== Directions ==
(1) Decide whether each statement below agrees with the text on nuclear warheads, answering yes or no and quoting the exact words of the text that settle it. (a) In December 2007 the President ordered a further 15 percent cut to the stockpile. (b) The officials who testified before Congress came from the Pentagon. (c) China's strategic forces include roughly 20 silo-based CSS-4 ICBMs.
(2) Turn the paragraph of the text on nuclear warheads that begins "In 2004, the President directed" into a short list that keeps its main facts.

The Times They Are Not A Changing

03.18.2008 - 9:19 AM

Should the United States build new and more reliable nuclear warheads? In the face of the aging and deterioration of weapons in the existing arsenal, the Bush administration is pushing ahead with a plan to do just that. And the New York Times, among other liberal outlets, has been pushing back.

The paper’s argument is that the nuclear modernization program

is a public-relations disaster in the making overseas. Suspicions that the United States is actually trying to build up its nuclear capabilities are undercutting Washington’s arguments for restraining the nuclear appetites of Iran and North Korea.

In other words, the United States is in danger of provoking an arms race.

But Iran and North Korea are not the only players in this game. What, one might ask, are Russia and China doing in this realm? And there are some other pertinent facts one might consider that the Times, the Washington Post, and other critics of the Bush “build-up” also never mention.

One such fact is that the Bush ”build-up” is not a build-up at all but a build-down. Last week, two ranking officials with the National Nuclear Security Administration testified before Congress and reported that

we continue to reduce the stockpile to meet the President’s mandate to have the smallest nuclear stockpile consistent with our national-security objectives. As a result, today the stockpile is half of what it was in 2001, and by 2012, the United States will have the smallest stockpile since the 1950’s. Additional reductions in the stockpile are possible, but these reductions will require changes to the weapons complex and the composition of the stockpile. . . .

In 2004, the President directed a 50 percent reduction in the size of the [nuclear] stockpile, and, in December 2007, he ordered an additional 15 percent cut. The result will be a nuclear stockpile one quarter the size it was at the end of the cold war and the smallest since the Eisenhower Administration.

So much for the alarming Bush build-up. What about China and Russia?

The Pentagon has just issued its annual report, Military Power of the People’s Republic of China. China, it states,

is qualitatively and quantitatively improving its strategic forces. These presently consist of: approximately 20 silo-based, liquid-fueled CSS-4 ICBMs (which constitute its primary nuclear means of holding continental U.S. targets at risk); approximately 20 liquid-fueled, limited range CSS-3 ICBMs; between 15-20 liquid-fueled CSS-2 intermediate range ballistic missiles (IRBMs); upwards of 50 CSS-5 road mobile, solid-fueled MRBMs (for regional deterrence missions); and, JL-1 submarine-launched ballistic missiles (SLBMs) on the XIA-class SSBN (although the operational status of the XIA is questionable).

== Data provided ==
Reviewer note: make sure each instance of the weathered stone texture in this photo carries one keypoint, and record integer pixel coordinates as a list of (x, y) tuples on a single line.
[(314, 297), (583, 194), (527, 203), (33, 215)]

== Answers to the exercises ==
(1)
(a) Yes: "in December 2007, he ordered an additional 15 percent cut."
(b) No: "two ranking officials with the National Nuclear Security Administration testified before Congress"
(c) Yes: "approximately 20 silo-based, liquid-fueled CSS-4 ICBMs"

(2)
- 2004: the President directed a 50 percent reduction in the size of the nuclear stockpile.
- December 2007: he ordered an additional 15 percent cut.
- Result: a stockpile one quarter of its size at the end of the cold war, the smallest since the Eisenhower Administration.